YOUR GOAL:
Put every line of the material below into a numbered list, leaving out any blank lines.

DATASET EXTRACT:
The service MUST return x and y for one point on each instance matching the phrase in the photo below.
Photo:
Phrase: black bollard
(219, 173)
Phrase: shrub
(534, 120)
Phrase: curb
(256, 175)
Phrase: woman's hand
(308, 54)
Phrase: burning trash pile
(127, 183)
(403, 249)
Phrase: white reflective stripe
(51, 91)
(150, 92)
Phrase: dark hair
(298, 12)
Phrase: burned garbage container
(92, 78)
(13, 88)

EXERCISE SOLUTION:
1. The service MUST return x and y for one point on each instance matching the phrase in the photo below.
2. Photo:
3. Phrase: black bollard
4. (219, 173)
5. Phrase: shrub
6. (534, 120)
7. Phrase: curb
8. (256, 175)
9. Phrase: woman's hand
10. (308, 54)
11. Phrase: burning trash pile
12. (127, 183)
13. (403, 249)
14. Phrase: white reflective stripe
15. (51, 91)
16. (150, 92)
17. Phrase: dark hair
18. (298, 12)
19. Phrase: burned garbage container
20. (92, 78)
21. (13, 88)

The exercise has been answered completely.